* _What you are asked to do_
Reproduce, word for word, the stretch of the entries below from the line containing "Can you spot the blurred" through the line containing "x=391, y=117", including both of those lines.

--

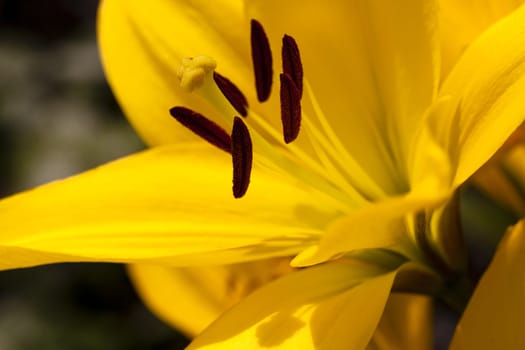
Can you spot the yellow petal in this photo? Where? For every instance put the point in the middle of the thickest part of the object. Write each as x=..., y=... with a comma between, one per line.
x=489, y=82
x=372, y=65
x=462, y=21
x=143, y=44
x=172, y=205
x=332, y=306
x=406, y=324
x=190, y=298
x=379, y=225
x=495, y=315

--

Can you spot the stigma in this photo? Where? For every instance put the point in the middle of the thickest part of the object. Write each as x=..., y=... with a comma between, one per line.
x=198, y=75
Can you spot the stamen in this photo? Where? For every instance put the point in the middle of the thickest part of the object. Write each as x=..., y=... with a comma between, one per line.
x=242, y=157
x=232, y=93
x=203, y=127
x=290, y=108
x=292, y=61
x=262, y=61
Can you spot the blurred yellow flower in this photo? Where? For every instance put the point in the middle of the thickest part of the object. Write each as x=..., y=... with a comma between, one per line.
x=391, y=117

--

* _Written reply_
Can you spot the blurred yellow flower in this photo? Where? For every instance put the point in the middle of the thickest part of the object. Write each as x=..., y=... with a comma between, one per line.
x=391, y=117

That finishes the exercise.